“Wait for the Lord. Be strong, take heart.” (Songs of Taizé)The Gospel story shows us how this waiting was not accompanied by anxiety or fear (even if she did appear somewhat confused). Instead we see her filled with gratitude for God, and eager to share her joy with others near and far.
It is in Mary’s confident waiting that I find so much power and inspiration. As a culture we have a very difficult time to wait for things. Sometimes I wonder if we even secretly loathe the idea. Do we see having to stand in line as times of dread and annoyance? Or do we get annoyed if our web browser takes ten seconds to load rather than five? Our technology, the thing that was going to give us more “time” for leisure and others, in fact creates more space which we continually fill up with more tasks and activities. Life gets faster and faster, but does that necessarily make it better?
Perhaps we want our lives to slow down. But then we wonder how to do it. We can feel caught up in the whirlwind that is our culture with no way to get out. So we just “give in” to the craziness of it and cope the best we can. Maybe we even try to rationalize it by saying (as good Anabaptists) that there is so much work to be done for the Kingdom, and therefore we must press on. Besides, Jesus looked like a pretty busy guy from what the Gospels tell us. Who has time to sit and around and wait when there were all those people looking for healing?

- **Phrase grounding data**:
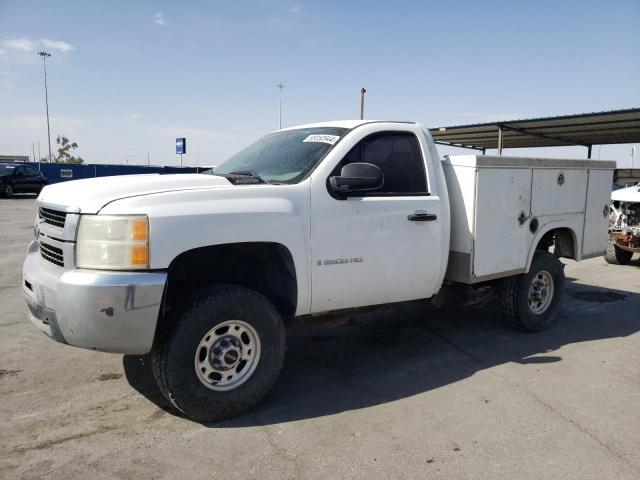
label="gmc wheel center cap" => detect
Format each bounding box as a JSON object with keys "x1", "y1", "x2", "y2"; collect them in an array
[{"x1": 223, "y1": 350, "x2": 240, "y2": 365}]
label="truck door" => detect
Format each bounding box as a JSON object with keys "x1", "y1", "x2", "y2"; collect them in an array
[{"x1": 311, "y1": 126, "x2": 443, "y2": 312}]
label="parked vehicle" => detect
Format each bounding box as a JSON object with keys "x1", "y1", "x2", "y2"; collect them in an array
[
  {"x1": 0, "y1": 163, "x2": 47, "y2": 198},
  {"x1": 604, "y1": 185, "x2": 640, "y2": 265},
  {"x1": 24, "y1": 121, "x2": 615, "y2": 421}
]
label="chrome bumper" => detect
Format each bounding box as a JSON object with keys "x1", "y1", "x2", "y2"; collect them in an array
[{"x1": 22, "y1": 242, "x2": 167, "y2": 354}]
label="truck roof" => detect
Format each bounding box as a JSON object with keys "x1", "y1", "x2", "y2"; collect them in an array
[{"x1": 279, "y1": 120, "x2": 415, "y2": 132}]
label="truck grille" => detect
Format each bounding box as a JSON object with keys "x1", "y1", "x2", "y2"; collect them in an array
[
  {"x1": 39, "y1": 207, "x2": 67, "y2": 228},
  {"x1": 40, "y1": 242, "x2": 64, "y2": 267}
]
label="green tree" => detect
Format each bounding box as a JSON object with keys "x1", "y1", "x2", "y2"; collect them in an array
[{"x1": 54, "y1": 135, "x2": 84, "y2": 163}]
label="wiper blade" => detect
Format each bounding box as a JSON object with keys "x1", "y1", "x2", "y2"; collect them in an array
[{"x1": 223, "y1": 170, "x2": 268, "y2": 185}]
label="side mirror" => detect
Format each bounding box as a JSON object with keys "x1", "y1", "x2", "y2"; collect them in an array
[{"x1": 329, "y1": 163, "x2": 384, "y2": 195}]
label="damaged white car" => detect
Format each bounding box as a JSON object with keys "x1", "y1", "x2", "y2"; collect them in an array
[{"x1": 604, "y1": 185, "x2": 640, "y2": 265}]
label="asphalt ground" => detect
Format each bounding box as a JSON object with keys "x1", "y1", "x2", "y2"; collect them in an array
[{"x1": 0, "y1": 197, "x2": 640, "y2": 480}]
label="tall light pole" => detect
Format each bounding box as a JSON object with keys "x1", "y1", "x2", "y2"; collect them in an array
[
  {"x1": 360, "y1": 87, "x2": 367, "y2": 120},
  {"x1": 276, "y1": 82, "x2": 284, "y2": 129},
  {"x1": 38, "y1": 50, "x2": 51, "y2": 163}
]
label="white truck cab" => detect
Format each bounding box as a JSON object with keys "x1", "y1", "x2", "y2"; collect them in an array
[{"x1": 23, "y1": 121, "x2": 615, "y2": 420}]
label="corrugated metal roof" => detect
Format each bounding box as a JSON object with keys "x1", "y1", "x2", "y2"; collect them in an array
[{"x1": 429, "y1": 108, "x2": 640, "y2": 149}]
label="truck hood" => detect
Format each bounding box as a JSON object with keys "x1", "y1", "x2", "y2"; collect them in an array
[
  {"x1": 38, "y1": 173, "x2": 233, "y2": 213},
  {"x1": 611, "y1": 185, "x2": 640, "y2": 203}
]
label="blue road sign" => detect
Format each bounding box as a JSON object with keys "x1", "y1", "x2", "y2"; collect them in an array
[{"x1": 176, "y1": 138, "x2": 187, "y2": 155}]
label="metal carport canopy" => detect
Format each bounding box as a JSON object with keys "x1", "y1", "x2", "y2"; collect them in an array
[{"x1": 429, "y1": 108, "x2": 640, "y2": 156}]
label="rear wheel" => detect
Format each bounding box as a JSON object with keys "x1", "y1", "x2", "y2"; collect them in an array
[
  {"x1": 500, "y1": 250, "x2": 565, "y2": 332},
  {"x1": 151, "y1": 285, "x2": 286, "y2": 421},
  {"x1": 604, "y1": 242, "x2": 633, "y2": 265}
]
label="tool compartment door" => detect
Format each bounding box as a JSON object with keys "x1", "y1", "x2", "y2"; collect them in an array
[
  {"x1": 531, "y1": 168, "x2": 587, "y2": 217},
  {"x1": 473, "y1": 168, "x2": 531, "y2": 279},
  {"x1": 582, "y1": 170, "x2": 613, "y2": 257}
]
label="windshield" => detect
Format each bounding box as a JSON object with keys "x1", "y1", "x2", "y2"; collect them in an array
[{"x1": 212, "y1": 127, "x2": 347, "y2": 183}]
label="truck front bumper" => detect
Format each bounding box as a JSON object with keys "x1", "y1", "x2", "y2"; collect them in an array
[{"x1": 22, "y1": 242, "x2": 167, "y2": 354}]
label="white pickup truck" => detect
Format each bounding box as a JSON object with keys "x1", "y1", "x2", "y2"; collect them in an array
[{"x1": 23, "y1": 121, "x2": 615, "y2": 420}]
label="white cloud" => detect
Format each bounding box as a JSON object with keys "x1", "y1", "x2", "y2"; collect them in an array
[
  {"x1": 153, "y1": 12, "x2": 167, "y2": 27},
  {"x1": 41, "y1": 38, "x2": 76, "y2": 53},
  {"x1": 2, "y1": 38, "x2": 35, "y2": 52}
]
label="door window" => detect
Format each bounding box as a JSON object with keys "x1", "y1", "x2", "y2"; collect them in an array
[{"x1": 331, "y1": 132, "x2": 429, "y2": 196}]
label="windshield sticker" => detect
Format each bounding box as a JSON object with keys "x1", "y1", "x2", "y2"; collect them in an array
[{"x1": 303, "y1": 135, "x2": 340, "y2": 145}]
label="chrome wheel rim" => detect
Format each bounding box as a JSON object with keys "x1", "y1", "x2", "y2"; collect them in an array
[
  {"x1": 195, "y1": 320, "x2": 260, "y2": 391},
  {"x1": 529, "y1": 270, "x2": 554, "y2": 315}
]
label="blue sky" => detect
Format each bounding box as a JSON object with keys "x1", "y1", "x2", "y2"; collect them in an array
[{"x1": 0, "y1": 0, "x2": 640, "y2": 166}]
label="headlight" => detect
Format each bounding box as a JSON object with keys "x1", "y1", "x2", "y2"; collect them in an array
[{"x1": 76, "y1": 215, "x2": 149, "y2": 270}]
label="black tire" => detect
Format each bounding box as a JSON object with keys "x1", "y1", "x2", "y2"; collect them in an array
[
  {"x1": 151, "y1": 285, "x2": 286, "y2": 422},
  {"x1": 2, "y1": 183, "x2": 14, "y2": 198},
  {"x1": 604, "y1": 242, "x2": 633, "y2": 265},
  {"x1": 500, "y1": 250, "x2": 565, "y2": 332}
]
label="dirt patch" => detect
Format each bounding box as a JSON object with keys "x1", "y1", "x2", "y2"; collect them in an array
[
  {"x1": 571, "y1": 290, "x2": 627, "y2": 303},
  {"x1": 0, "y1": 368, "x2": 22, "y2": 378}
]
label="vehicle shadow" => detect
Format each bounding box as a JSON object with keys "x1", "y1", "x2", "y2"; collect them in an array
[
  {"x1": 0, "y1": 193, "x2": 38, "y2": 200},
  {"x1": 123, "y1": 279, "x2": 640, "y2": 428}
]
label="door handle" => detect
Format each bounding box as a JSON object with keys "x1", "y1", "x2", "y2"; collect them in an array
[{"x1": 407, "y1": 213, "x2": 438, "y2": 222}]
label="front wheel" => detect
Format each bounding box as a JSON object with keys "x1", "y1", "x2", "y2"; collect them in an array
[
  {"x1": 2, "y1": 183, "x2": 14, "y2": 198},
  {"x1": 500, "y1": 250, "x2": 565, "y2": 332},
  {"x1": 151, "y1": 285, "x2": 286, "y2": 421}
]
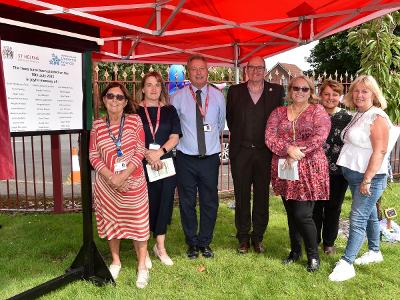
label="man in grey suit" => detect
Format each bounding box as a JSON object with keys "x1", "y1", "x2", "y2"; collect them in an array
[{"x1": 226, "y1": 56, "x2": 284, "y2": 254}]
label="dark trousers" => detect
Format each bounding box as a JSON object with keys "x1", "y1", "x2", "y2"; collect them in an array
[
  {"x1": 282, "y1": 197, "x2": 319, "y2": 259},
  {"x1": 176, "y1": 151, "x2": 220, "y2": 247},
  {"x1": 313, "y1": 175, "x2": 348, "y2": 247},
  {"x1": 147, "y1": 176, "x2": 176, "y2": 237},
  {"x1": 231, "y1": 147, "x2": 271, "y2": 243}
]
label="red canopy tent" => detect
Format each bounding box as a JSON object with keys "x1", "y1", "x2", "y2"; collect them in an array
[
  {"x1": 0, "y1": 0, "x2": 400, "y2": 299},
  {"x1": 0, "y1": 0, "x2": 400, "y2": 66}
]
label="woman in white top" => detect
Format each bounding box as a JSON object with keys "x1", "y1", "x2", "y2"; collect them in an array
[{"x1": 329, "y1": 75, "x2": 393, "y2": 281}]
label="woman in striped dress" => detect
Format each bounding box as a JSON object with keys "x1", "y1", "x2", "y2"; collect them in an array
[{"x1": 89, "y1": 82, "x2": 151, "y2": 288}]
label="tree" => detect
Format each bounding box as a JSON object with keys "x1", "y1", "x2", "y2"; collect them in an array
[
  {"x1": 348, "y1": 11, "x2": 400, "y2": 123},
  {"x1": 307, "y1": 31, "x2": 361, "y2": 76}
]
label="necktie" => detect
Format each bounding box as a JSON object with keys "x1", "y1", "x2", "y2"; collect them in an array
[{"x1": 196, "y1": 90, "x2": 206, "y2": 156}]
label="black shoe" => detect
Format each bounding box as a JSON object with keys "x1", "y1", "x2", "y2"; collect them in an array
[
  {"x1": 237, "y1": 242, "x2": 250, "y2": 254},
  {"x1": 186, "y1": 246, "x2": 199, "y2": 259},
  {"x1": 252, "y1": 242, "x2": 265, "y2": 254},
  {"x1": 307, "y1": 258, "x2": 320, "y2": 272},
  {"x1": 199, "y1": 246, "x2": 214, "y2": 258},
  {"x1": 282, "y1": 251, "x2": 301, "y2": 265}
]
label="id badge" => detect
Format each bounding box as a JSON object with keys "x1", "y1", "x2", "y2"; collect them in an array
[
  {"x1": 203, "y1": 124, "x2": 211, "y2": 132},
  {"x1": 114, "y1": 161, "x2": 126, "y2": 172},
  {"x1": 149, "y1": 143, "x2": 160, "y2": 150}
]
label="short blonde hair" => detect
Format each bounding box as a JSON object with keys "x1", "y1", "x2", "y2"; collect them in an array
[
  {"x1": 136, "y1": 71, "x2": 170, "y2": 105},
  {"x1": 286, "y1": 75, "x2": 319, "y2": 104},
  {"x1": 319, "y1": 79, "x2": 344, "y2": 96},
  {"x1": 343, "y1": 75, "x2": 387, "y2": 109}
]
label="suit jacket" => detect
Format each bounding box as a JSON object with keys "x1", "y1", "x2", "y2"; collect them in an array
[{"x1": 226, "y1": 81, "x2": 285, "y2": 159}]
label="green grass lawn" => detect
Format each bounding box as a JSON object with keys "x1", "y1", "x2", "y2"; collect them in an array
[{"x1": 0, "y1": 184, "x2": 400, "y2": 299}]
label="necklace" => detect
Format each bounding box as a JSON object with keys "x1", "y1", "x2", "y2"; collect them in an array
[{"x1": 342, "y1": 105, "x2": 373, "y2": 141}]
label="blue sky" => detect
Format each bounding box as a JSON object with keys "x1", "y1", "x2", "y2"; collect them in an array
[{"x1": 265, "y1": 41, "x2": 318, "y2": 71}]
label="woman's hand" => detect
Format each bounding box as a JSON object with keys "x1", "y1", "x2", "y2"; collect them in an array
[
  {"x1": 117, "y1": 180, "x2": 129, "y2": 193},
  {"x1": 144, "y1": 149, "x2": 164, "y2": 165},
  {"x1": 360, "y1": 182, "x2": 371, "y2": 196},
  {"x1": 109, "y1": 173, "x2": 127, "y2": 190},
  {"x1": 287, "y1": 145, "x2": 306, "y2": 160},
  {"x1": 283, "y1": 157, "x2": 295, "y2": 169}
]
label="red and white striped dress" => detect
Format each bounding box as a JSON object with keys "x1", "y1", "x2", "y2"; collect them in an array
[{"x1": 89, "y1": 115, "x2": 150, "y2": 241}]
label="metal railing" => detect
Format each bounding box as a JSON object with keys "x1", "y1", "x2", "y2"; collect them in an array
[{"x1": 0, "y1": 65, "x2": 400, "y2": 212}]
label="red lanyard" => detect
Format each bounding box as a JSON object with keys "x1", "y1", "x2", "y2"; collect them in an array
[
  {"x1": 143, "y1": 100, "x2": 161, "y2": 143},
  {"x1": 189, "y1": 85, "x2": 209, "y2": 120}
]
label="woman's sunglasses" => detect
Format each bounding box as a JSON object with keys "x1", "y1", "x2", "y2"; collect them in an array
[
  {"x1": 106, "y1": 93, "x2": 125, "y2": 101},
  {"x1": 292, "y1": 86, "x2": 310, "y2": 93}
]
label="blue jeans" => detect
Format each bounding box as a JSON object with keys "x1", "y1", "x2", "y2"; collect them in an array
[{"x1": 342, "y1": 167, "x2": 387, "y2": 264}]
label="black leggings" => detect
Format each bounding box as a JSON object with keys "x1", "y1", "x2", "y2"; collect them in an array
[{"x1": 282, "y1": 197, "x2": 319, "y2": 260}]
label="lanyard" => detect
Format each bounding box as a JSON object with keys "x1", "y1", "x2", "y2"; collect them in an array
[
  {"x1": 143, "y1": 100, "x2": 161, "y2": 143},
  {"x1": 106, "y1": 114, "x2": 125, "y2": 157},
  {"x1": 290, "y1": 104, "x2": 308, "y2": 143},
  {"x1": 189, "y1": 85, "x2": 209, "y2": 120}
]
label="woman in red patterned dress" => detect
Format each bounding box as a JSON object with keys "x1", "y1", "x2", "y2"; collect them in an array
[
  {"x1": 265, "y1": 76, "x2": 331, "y2": 272},
  {"x1": 89, "y1": 82, "x2": 151, "y2": 288}
]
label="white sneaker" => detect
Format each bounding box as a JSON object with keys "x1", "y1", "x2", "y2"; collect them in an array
[
  {"x1": 354, "y1": 250, "x2": 383, "y2": 265},
  {"x1": 329, "y1": 259, "x2": 356, "y2": 281},
  {"x1": 153, "y1": 244, "x2": 174, "y2": 266},
  {"x1": 144, "y1": 252, "x2": 153, "y2": 270},
  {"x1": 136, "y1": 270, "x2": 150, "y2": 289},
  {"x1": 108, "y1": 264, "x2": 121, "y2": 280}
]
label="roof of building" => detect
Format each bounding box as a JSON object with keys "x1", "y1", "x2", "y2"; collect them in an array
[{"x1": 267, "y1": 62, "x2": 303, "y2": 77}]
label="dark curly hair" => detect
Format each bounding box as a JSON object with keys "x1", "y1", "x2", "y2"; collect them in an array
[{"x1": 100, "y1": 81, "x2": 138, "y2": 114}]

- **WORK INSTRUCTION 1**:
Answer these questions about the reflection on waiting:
(a) Which song collection is quoted at the opening?
(b) In the web browser example, how many seconds of loading does the text say might annoy us, rather than five?
(c) To what group does the text say "good" members might rationalize staying busy?
- **WORK INSTRUCTION 2**:
Rewrite the reflection on waiting between "It is in Mary’s" and "make it better?", inclusive, with "tasks" changed to "chores".

- **WORKED SOLUTION 1**:
(a) Songs of Taizé
(b) Ten seconds
(c) Anabaptists

- **WORKED SOLUTION 2**:
It is in Mary’s confident waiting that I find so much power and inspiration. As a culture we have a very difficult time to wait for things. Sometimes I wonder if we even secretly loathe the idea. Do we see having to stand in line as times of dread and annoyance? Or do we get annoyed if our web browser takes ten seconds to load rather than five? Our technology, the thing that was going to give us more “time” for leisure and others, in fact creates more space which we continually fill up with more chores and activities. Life gets faster and faster, but does that necessarily make it better?